• **DOCUMENT PASSAGE**:
Mayan Space Station is also the title of a recent album. On the 2021 release, Parker was joined by drummer Gerald Cleaver and guitarist Ava Mendoza. All three are here, on stage in the basement of the Park Hotel in the lakeside village of Voss, to the east of Bergen. Getting here from Norway’s second city, the just-more than an hour train journey passes alongside snow-capped mountains, through tunnels and skirts glistening lakes. Picture-postcard Norway at its loveliest.
Parker, Cleaver and Mendoza are playing the 51st edition of Vossa Jazz, a high-end, three-day annual festival initially established after it was noticed that Voss was often crowded with folks attracted by the skiing. What else would they want to do? See live jazz of course. (Pictured right, Karin Krog at Vossa Jazz 2024. Vossa Jazz/Anders Flatlandsmo)
The Mayan Space Station album became free-jazz bassist Parker’s first venture as part of an electric-guitar trio, an overdue foray considering he has been playing since the Seventies and recording since the Eighties. Cleaver and Parker have often worked together, and teaming up with Mendoza propels them into new territory. Parker’s past work with Peter Brötzmann, Cecil Taylor and many more did not point towards what’s on stage here. For established cross-genre guitarist Mendoza though, this is not fresh turf. Similarly, despite the musical reframing, Parker is, essentially, plugging into an on-going continuum: “Mayan Space Station” was the title of a track on his 1997 live album Sunrise In The Tone World.

• **SET TASKS**:
• a. Gather every line in the listing below that contains the string "netting", treating uppercase and lowercase as different.
• b. Please extend the Vossa Jazz passage above, picking up after its final sentence.

• **Coordinate annotation records**:

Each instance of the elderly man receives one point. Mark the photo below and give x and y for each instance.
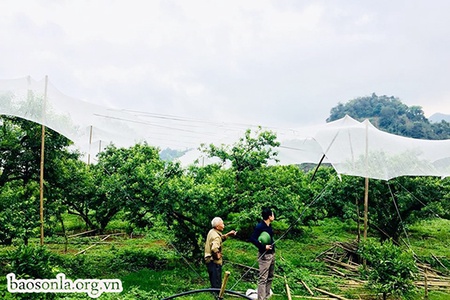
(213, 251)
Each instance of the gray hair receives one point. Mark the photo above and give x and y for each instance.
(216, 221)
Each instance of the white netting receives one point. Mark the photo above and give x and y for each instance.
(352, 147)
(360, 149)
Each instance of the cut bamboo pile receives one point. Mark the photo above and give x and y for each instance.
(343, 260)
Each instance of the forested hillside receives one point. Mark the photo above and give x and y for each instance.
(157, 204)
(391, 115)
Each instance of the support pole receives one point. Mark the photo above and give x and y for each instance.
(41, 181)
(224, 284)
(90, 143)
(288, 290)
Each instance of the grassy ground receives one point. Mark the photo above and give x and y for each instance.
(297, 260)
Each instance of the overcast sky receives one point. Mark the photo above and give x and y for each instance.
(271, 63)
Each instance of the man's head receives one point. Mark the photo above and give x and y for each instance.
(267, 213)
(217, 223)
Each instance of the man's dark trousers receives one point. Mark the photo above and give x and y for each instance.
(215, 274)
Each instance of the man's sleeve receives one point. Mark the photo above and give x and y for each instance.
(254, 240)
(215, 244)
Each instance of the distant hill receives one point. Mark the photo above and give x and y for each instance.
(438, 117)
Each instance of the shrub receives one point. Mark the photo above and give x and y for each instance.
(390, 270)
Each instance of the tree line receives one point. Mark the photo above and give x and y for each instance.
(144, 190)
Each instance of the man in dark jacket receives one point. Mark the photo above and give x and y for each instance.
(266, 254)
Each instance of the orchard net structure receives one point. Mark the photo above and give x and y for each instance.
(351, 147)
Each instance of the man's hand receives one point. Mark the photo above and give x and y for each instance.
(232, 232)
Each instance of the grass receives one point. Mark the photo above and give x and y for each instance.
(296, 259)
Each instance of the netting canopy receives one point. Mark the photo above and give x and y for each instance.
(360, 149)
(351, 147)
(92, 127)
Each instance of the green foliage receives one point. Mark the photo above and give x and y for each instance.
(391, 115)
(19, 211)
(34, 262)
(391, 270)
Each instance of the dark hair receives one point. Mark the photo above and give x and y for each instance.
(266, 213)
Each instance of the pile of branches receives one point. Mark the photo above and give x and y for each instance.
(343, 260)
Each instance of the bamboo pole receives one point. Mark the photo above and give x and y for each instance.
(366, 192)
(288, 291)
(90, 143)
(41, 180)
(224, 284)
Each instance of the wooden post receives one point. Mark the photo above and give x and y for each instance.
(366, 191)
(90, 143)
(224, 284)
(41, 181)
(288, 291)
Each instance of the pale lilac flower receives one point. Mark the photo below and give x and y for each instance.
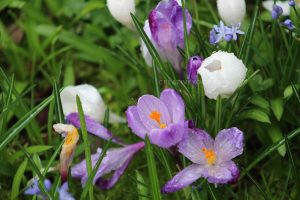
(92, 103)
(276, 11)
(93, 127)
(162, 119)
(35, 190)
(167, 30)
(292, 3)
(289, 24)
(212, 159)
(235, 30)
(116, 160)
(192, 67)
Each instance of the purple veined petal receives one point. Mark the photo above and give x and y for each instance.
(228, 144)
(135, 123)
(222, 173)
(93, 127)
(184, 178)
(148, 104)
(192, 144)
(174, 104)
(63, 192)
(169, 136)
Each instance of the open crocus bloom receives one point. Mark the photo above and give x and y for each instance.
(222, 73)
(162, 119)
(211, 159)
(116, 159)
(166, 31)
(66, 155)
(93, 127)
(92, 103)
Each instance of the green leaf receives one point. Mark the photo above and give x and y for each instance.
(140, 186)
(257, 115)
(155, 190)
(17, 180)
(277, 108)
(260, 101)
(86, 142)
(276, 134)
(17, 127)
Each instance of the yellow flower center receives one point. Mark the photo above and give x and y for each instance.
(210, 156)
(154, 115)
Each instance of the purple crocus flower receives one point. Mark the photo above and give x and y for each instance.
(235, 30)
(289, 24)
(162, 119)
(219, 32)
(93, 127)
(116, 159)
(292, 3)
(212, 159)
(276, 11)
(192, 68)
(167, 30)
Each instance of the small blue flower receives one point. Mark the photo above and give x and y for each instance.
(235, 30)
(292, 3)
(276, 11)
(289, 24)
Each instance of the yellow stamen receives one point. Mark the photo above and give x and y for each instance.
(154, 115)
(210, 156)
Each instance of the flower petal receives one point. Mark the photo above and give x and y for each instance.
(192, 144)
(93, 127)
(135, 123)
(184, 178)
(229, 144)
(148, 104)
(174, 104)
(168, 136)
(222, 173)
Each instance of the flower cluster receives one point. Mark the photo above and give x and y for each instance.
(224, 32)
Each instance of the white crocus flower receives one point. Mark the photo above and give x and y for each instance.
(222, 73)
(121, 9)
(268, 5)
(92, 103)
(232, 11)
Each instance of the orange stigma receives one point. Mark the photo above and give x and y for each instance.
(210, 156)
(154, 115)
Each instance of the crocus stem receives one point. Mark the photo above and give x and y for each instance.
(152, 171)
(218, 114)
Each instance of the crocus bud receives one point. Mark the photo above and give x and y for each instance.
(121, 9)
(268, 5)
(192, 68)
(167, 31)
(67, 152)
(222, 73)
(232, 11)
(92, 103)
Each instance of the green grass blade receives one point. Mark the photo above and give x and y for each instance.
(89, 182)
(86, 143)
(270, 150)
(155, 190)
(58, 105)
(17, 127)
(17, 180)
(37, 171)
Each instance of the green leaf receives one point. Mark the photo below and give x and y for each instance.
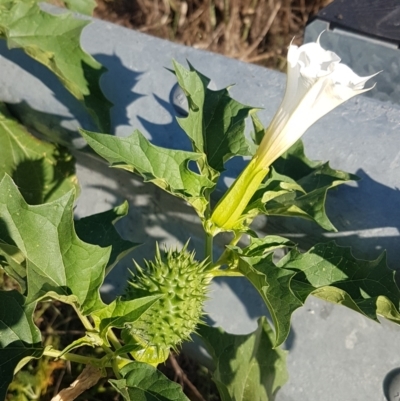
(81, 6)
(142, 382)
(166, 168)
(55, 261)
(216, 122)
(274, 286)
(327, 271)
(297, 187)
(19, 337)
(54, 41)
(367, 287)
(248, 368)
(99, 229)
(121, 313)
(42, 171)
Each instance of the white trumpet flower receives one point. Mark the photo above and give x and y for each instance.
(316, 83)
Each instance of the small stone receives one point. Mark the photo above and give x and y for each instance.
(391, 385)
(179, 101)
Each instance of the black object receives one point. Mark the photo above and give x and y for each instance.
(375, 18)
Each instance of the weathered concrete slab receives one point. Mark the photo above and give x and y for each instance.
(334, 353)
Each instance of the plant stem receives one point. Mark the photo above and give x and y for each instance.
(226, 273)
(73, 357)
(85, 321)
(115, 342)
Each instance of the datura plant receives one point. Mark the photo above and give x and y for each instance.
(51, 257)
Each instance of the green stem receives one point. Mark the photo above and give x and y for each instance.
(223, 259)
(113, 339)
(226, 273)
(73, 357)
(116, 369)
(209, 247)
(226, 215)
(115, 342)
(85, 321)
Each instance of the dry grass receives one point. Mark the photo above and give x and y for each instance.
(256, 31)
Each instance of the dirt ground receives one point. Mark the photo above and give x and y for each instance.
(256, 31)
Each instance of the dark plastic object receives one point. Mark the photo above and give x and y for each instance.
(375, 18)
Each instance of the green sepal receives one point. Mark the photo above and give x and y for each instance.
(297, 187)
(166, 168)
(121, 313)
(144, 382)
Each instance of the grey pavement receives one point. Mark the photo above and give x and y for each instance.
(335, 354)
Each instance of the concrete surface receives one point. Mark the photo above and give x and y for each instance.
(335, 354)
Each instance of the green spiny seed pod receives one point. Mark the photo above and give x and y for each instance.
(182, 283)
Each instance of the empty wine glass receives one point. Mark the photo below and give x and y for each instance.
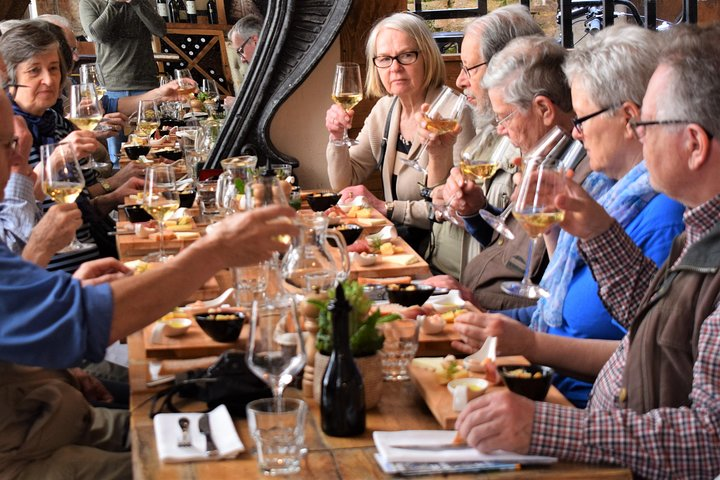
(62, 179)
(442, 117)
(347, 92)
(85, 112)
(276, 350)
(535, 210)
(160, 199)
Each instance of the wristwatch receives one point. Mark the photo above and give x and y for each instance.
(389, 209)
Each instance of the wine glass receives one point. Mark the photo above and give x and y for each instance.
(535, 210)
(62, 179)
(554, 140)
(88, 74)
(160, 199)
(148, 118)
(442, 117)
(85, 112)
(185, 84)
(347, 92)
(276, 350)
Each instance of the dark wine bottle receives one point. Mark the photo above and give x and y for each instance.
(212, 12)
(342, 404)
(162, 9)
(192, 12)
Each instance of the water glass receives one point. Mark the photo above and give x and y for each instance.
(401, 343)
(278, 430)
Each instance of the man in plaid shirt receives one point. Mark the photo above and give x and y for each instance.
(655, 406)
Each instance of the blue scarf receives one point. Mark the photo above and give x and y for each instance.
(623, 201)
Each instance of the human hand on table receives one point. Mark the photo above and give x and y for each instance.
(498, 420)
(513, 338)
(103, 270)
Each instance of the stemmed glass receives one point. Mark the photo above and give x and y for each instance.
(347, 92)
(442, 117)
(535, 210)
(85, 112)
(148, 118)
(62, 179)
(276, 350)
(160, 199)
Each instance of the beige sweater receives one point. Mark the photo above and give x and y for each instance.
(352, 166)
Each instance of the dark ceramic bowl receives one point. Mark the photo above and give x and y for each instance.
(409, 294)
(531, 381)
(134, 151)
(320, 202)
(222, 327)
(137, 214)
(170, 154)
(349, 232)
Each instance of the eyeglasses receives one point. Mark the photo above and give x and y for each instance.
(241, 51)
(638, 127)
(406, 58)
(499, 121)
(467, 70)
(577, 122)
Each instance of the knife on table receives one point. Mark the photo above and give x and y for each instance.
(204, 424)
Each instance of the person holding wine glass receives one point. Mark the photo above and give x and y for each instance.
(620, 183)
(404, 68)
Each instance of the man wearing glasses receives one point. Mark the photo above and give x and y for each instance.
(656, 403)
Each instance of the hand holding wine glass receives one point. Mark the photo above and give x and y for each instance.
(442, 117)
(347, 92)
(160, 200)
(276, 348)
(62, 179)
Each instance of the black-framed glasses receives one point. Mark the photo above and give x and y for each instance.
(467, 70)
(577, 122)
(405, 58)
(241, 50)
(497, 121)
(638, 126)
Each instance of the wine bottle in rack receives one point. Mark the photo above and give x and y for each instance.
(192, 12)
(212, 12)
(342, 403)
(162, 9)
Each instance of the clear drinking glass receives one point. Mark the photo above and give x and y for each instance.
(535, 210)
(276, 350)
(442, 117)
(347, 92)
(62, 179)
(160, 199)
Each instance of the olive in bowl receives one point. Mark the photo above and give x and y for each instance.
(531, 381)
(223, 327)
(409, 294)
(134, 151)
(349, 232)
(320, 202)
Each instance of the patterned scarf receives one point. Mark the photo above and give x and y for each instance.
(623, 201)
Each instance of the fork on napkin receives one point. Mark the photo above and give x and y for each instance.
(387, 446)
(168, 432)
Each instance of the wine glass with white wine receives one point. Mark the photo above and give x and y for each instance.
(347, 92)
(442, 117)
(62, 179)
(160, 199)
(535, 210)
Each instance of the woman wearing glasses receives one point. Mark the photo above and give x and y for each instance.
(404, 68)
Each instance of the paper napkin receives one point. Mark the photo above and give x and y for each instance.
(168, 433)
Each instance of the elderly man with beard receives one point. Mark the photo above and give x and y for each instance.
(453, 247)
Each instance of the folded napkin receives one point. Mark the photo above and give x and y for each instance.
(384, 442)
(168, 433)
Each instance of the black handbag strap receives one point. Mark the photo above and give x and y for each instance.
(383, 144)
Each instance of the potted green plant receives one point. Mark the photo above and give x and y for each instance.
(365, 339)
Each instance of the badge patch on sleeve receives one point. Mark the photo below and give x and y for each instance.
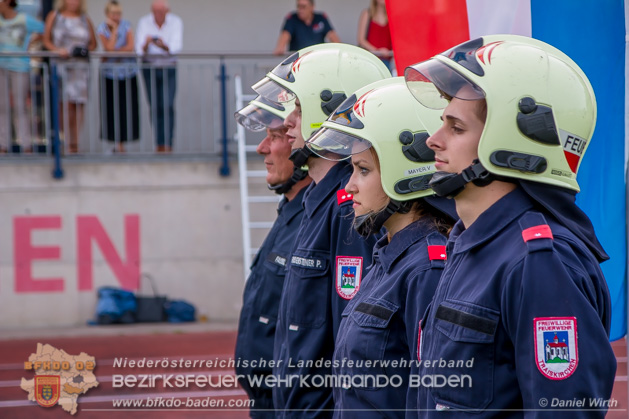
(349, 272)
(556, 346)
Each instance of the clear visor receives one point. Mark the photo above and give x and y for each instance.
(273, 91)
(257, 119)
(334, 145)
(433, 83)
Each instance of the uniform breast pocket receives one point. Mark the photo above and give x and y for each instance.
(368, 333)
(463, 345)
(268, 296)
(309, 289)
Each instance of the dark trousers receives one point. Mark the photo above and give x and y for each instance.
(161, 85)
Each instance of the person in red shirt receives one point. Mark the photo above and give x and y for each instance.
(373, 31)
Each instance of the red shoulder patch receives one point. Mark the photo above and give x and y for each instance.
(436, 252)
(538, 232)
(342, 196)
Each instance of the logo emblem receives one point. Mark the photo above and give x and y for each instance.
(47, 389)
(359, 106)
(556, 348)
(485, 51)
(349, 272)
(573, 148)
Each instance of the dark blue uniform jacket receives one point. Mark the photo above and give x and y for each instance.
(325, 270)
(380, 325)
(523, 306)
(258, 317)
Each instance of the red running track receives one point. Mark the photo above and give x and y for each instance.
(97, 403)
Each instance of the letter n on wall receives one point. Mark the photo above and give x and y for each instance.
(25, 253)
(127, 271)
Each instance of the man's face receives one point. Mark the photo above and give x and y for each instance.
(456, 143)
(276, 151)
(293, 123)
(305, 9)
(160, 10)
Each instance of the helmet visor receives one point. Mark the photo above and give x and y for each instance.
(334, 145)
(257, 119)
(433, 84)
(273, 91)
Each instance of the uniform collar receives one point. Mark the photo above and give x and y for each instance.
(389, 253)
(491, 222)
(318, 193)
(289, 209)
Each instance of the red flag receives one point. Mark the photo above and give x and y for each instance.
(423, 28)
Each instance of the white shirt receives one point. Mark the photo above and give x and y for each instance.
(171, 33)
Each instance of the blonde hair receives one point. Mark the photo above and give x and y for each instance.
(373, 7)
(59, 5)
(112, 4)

• **RESPONSES TO THE TASKS**:
• a.
Each instance of the white netting receives one point. Mark the photo above and give x and y for each instance.
Each instance of the netting canopy receives one point. Mark the photo above and give x and y for each instance.

• b.
Unlike the recent album, this performance is not broken down into tracks. The three musicians come on stage, instantly dive in and maintain the musical pressure throughout one long-form piece. Afterwards, Mendoza, who has recorded it, checks and says they played for 59 minutes, 58 seconds. All the time, there is no let up. While there are quiet passages and diversions into solos, it’s a cohesive, ebbing, flowing whole where Mendoza’s shards of sound weave through Parker’s persistent, percussive, unyielding bass figures and Cleaver’s circularity. Hypnotic, bordering on psychedelic. When Parker picks up a double-reed wind instrument and begins blowing, it gets way spacier. (Pictured left, Sigbjørn Apeland at Vossa Jazz 2024. Vossa Jazz/Adne Dyrnesli)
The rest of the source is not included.